» **Written instruction**
Starting with the line that contains "Player-tracking tagging: indicate the grassy", reproduce each line through the end of the listing below, with no other output.

» **Supplied entries**

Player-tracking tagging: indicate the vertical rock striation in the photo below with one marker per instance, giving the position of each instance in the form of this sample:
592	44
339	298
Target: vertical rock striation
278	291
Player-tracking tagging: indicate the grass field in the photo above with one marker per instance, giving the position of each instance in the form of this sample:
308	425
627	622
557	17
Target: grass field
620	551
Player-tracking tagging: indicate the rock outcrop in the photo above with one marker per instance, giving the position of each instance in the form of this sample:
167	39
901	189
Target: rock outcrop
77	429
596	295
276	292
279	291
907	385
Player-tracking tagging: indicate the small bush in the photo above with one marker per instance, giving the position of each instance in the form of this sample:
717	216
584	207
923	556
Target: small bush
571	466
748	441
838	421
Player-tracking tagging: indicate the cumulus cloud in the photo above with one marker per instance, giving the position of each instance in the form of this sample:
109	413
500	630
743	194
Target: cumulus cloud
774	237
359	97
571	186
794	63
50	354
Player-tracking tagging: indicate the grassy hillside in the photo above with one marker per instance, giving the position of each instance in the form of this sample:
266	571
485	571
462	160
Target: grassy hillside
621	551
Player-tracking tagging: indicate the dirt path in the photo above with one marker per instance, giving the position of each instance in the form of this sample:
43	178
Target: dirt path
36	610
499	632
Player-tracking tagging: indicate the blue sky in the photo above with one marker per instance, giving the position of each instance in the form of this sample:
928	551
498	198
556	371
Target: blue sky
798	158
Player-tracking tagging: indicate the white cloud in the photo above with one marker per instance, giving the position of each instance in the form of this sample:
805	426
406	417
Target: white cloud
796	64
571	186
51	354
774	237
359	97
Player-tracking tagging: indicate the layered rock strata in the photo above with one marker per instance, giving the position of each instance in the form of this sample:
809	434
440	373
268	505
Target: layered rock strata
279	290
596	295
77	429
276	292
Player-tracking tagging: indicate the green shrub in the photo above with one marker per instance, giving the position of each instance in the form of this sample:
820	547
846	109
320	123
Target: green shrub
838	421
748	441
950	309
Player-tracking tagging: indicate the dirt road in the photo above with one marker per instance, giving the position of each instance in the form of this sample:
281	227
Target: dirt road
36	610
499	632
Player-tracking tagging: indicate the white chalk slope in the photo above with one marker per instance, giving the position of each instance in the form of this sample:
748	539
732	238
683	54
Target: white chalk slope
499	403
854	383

» **Solution to the exercise**
Player-tracking tagging: indicate the grassy hillside in the photo above with one marker per instance, giving the position of each instance in the form of this sample:
266	571
485	571
462	160
Target: grassy hillside
621	551
Player-tracking tagging: indicate the dirt path in the photo above with one marker per instance, giving the position of each instance in the form of this sample:
43	178
Target: dirt path
36	610
499	632
Player-tracking tagging: indicate the blue sky in the photo above with one marker per instance, giving the position of each instance in the form of this sample:
928	551
498	198
556	371
Target: blue sky
798	158
Player-tracking tagging: indicate the white cloud in the photo above with one marker per instance, giving the position of each instance in the form of this sample:
805	426
406	417
Target: white cloud
796	64
571	186
51	354
774	237
359	97
Player-tracking tagging: indicate the layered rock strata in the photo above with one marker per instance, giving the position of each instance in the form of this sample:
809	434
440	373
268	505
Target: layered rock strata
279	290
596	295
77	429
276	292
Player-tracking tagging: indicate the green shrub in the photo above with one marker per instance, giving the position of each instance in the form of this sample:
820	547
846	109
320	123
Target: green shrub
838	421
748	441
950	309
Player-tracking tagging: indicate the dirt road in the photo above with one marker per instance, giving the position of each instance in the form of this sample:
281	227
Target: dirt road
36	610
499	632
Player-tracking tagging: indicate the white chalk slope in the photo above with one marker per instance, giving the position of each instance in the form of this sample:
748	539
732	238
683	54
Target: white chalk slope
499	403
854	383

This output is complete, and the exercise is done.